Dataset records:
=====

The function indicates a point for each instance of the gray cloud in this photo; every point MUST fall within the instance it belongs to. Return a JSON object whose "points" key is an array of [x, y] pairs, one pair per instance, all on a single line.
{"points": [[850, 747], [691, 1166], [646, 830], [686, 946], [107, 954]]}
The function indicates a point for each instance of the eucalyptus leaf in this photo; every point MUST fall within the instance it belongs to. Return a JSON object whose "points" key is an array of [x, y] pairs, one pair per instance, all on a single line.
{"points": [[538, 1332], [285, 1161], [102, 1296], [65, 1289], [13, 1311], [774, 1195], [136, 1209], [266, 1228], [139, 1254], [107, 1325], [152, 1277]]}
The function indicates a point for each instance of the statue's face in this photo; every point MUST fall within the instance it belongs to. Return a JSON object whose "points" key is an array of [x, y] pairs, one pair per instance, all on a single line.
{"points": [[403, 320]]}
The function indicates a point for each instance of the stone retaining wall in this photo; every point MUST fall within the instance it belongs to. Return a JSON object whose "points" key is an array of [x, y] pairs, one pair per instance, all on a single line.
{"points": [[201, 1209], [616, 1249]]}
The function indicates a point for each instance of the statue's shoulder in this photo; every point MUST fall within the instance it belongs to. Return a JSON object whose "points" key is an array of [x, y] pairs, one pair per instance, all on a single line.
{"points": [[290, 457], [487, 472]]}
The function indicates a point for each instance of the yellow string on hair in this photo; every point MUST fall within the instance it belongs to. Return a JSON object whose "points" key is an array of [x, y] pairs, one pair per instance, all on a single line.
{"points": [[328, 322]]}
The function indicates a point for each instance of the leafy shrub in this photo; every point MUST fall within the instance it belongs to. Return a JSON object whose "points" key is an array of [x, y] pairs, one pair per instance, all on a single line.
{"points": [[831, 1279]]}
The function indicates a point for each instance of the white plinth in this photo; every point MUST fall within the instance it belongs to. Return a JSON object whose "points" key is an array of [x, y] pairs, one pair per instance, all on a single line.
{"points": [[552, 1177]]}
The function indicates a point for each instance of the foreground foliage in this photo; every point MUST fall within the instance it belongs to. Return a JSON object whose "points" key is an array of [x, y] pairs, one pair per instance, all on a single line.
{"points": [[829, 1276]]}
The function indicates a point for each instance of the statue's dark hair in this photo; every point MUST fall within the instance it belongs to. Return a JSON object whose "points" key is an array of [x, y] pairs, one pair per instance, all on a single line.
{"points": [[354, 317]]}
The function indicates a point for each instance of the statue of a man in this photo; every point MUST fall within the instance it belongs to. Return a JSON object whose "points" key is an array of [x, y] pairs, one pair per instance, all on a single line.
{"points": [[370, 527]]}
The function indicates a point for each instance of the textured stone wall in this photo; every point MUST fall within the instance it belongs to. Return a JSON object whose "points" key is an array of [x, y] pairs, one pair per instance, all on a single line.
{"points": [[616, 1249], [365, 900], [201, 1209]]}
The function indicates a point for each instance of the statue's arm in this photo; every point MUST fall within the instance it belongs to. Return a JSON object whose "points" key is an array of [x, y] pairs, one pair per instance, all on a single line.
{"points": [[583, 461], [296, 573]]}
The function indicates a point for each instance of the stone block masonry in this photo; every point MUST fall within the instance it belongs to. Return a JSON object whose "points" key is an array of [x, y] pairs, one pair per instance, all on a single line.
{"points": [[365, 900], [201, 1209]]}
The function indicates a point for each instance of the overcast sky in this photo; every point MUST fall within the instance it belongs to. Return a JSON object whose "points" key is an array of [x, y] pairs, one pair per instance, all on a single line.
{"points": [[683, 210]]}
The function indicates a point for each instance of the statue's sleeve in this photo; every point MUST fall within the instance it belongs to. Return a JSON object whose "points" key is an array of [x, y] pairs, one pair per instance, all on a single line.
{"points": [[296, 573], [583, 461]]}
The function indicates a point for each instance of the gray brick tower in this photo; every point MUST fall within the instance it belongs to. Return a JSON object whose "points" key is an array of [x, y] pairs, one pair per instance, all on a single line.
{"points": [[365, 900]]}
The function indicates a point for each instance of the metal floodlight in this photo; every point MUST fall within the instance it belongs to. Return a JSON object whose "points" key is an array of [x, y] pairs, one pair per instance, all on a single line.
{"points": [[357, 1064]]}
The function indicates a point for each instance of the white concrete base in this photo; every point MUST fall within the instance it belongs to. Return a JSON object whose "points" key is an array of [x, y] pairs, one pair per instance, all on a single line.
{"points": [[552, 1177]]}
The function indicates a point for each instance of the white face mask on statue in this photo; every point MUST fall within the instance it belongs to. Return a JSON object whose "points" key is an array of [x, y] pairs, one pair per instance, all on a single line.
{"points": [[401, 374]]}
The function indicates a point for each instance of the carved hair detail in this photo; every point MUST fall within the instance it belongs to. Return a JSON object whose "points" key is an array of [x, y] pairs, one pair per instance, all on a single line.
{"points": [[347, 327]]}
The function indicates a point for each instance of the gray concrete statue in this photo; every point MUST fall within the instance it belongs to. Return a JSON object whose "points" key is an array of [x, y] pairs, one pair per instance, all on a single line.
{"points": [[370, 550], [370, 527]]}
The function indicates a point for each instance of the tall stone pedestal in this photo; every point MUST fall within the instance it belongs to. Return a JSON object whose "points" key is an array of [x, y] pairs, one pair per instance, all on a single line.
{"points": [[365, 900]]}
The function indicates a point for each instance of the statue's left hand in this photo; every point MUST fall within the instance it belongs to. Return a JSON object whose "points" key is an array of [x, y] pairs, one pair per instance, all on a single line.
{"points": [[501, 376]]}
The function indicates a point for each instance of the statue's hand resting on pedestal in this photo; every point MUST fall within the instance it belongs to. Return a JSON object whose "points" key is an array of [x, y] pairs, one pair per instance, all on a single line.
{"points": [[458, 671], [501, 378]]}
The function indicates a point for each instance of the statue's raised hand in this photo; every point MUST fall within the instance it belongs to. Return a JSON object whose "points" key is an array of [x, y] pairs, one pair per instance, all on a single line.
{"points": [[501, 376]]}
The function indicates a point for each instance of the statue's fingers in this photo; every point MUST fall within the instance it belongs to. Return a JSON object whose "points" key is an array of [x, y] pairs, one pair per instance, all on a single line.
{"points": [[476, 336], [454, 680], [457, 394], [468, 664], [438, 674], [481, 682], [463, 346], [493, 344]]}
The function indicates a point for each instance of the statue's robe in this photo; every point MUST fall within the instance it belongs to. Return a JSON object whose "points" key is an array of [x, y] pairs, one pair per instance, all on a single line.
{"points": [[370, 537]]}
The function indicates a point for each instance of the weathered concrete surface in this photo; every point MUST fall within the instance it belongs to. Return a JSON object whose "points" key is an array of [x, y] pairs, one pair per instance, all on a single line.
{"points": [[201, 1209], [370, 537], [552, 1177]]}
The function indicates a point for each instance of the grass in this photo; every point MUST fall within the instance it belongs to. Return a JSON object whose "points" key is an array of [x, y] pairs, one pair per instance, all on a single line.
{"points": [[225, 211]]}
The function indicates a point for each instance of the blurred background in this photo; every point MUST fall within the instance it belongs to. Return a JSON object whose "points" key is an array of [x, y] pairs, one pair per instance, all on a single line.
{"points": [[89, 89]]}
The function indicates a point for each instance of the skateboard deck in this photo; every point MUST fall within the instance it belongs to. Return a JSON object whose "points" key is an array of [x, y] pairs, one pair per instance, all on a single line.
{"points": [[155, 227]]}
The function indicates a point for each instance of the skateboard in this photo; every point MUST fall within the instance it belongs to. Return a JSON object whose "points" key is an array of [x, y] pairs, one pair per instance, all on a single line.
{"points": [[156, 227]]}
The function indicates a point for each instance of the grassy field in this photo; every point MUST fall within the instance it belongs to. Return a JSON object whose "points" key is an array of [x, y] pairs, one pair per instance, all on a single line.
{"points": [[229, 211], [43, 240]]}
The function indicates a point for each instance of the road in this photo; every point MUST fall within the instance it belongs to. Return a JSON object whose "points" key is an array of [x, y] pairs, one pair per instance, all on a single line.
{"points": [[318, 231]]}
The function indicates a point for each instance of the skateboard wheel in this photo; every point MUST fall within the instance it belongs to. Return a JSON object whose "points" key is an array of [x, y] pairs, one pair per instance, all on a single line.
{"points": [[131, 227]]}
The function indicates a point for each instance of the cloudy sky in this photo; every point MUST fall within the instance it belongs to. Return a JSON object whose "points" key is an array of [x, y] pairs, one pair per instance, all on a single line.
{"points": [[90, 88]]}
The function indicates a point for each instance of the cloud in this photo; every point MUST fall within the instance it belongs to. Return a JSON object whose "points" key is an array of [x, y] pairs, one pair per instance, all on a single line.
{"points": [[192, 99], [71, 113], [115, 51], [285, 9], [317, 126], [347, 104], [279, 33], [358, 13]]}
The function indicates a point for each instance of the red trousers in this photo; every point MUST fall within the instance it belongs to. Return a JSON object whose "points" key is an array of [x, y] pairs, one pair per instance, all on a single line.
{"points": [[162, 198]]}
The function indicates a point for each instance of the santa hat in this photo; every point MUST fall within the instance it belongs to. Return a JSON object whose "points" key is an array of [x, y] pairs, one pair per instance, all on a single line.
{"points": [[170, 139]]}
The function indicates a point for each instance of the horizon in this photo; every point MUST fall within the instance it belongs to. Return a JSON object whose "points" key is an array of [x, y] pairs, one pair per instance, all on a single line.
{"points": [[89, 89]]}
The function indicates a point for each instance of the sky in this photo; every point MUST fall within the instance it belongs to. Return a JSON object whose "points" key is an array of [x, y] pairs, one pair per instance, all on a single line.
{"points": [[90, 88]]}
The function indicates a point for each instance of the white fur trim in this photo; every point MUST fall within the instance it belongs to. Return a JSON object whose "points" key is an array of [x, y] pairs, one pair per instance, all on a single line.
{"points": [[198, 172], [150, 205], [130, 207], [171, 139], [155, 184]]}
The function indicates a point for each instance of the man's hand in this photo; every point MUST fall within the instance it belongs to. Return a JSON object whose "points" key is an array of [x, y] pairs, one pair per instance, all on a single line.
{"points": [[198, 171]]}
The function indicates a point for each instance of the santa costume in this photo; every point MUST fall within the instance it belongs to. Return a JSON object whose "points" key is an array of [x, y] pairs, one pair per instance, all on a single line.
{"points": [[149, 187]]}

=====

REQUIREMENTS:
Update the listing from the line containing "the santa costume" through the end of the listing, both ends included, replacing "santa costume" with "Santa suit" and leaving everything else unchanged. Return only those lines.

RIGHT ANSWER:
The function indicates a point for each instance of the Santa suit in this photo; every point MUST fall within the instance it belongs to. Return a JSON object whose "points" key is an array of [x, y] pairs, one pair per instance, all on a single line.
{"points": [[149, 187]]}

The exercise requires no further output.